Fix a shape error in stochastic_muzero_policy (thanks Evan Walters).

Fixes #37 PiperOrigin-RevId: 505342675
google-deepmind · Jan 28, 2023 · 577fc77 · 577fc77
1 parent 6b827d2
commit 577fc77
Show file tree

Hide file tree

Showing 2 changed files with 15 additions and 11 deletions.
diff --git a/mctx/_src/policies.py b/mctx/_src/policies.py
@@ -265,11 +265,11 @@ def stochastic_muzero_policy(
     decision_recurrent_fn: a callable to be called on the leaf decision nodes
       and unvisited actions retrieved by the simulation step, which takes as
       args `(params, rng_key, action, state_embedding)` and returns a
-      `DecisionRecurrentFnOutput`.
+      `(DecisionRecurrentFnOutput, afterstate_embedding)`.

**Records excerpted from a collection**

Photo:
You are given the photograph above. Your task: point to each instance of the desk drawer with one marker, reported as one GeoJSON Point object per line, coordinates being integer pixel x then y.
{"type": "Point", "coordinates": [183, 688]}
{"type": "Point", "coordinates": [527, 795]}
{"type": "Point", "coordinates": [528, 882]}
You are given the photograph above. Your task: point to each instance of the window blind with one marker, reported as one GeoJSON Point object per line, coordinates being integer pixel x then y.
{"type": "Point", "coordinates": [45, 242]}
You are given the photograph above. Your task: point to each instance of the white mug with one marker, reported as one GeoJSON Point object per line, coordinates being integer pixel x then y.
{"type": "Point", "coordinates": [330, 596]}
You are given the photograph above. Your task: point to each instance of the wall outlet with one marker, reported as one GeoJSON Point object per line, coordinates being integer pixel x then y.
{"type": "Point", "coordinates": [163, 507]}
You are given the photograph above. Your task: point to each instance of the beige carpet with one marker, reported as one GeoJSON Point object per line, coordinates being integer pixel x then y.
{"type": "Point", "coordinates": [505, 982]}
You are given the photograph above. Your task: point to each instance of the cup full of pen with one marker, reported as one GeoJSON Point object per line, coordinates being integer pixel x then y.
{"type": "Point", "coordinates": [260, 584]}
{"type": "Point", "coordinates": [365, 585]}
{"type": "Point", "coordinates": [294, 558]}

**Directives**
A - Using the commit page above, decide whether each statement agrees with it: (i) the commit changed two files; (ii) the commit has two parents; (iii) the updated docstring says decision_recurrent_fn returns only a `DecisionRecurrentFnOutput`. Answer yes or no for each, quoting the deciding words of the commit page.
B - From the commit page above, return the part that opens with the words containing "Fix a shape" and closes with "and 11 deletions.".
C - Carry the commit page for the stochastic_muzero_policy shape fix onward from its last line.

**The answers**
A -
(i) Yes: "Showing 2 changed files with 15 additions and 11 deletions."
(ii) No: "1 parent 6b827d2"
(iii) No: "+      `(DecisionRecurrentFnOutput, afterstate_embedding)`."

B -
Fix a shape error in stochastic_muzero_policy (thanks Evan Walters).

Fixes #37 PiperOrigin-RevId: 505342675
google-deepmind · Jan 28, 2023 · 577fc77 · 577fc77
1 parent 6b827d2
commit 577fc77
Show file tree

Hide file tree

Showing 2 changed files with 15 additions and 11 deletions.

C -
     chance_recurrent_fn:  a callable to be called on the leaf chance nodes and
       unvisited actions retrieved by the simulation step, which takes as args
       `(params, rng_key, action, afterstate_embedding)` and returns a
-      `ChanceRecurrentFnOutput`.
+      `(ChanceRecurrentFnOutput, state_embedding)`.
     num_simulations: the number of simulations.
     num_actions: number of environment actions.
     num_chance_outcomes: number of chance outcomes following an afterstate.
@@ -471,7 +471,7 @@ def stochastic_recurrent_fn(
         is_decision_node=jnp.logical_not(state.is_decision_node))
 
     def _broadcast_where(decision_leaf, chance_leaf):
-      extra_dims = [1] * (len(decision_leaf) - 1)
+      extra_dims = [1] * (len(decision_leaf.shape) - 1)
       expanded_is_decision = jnp.reshape(state.is_decision_node,
                                          [-1] + extra_dims)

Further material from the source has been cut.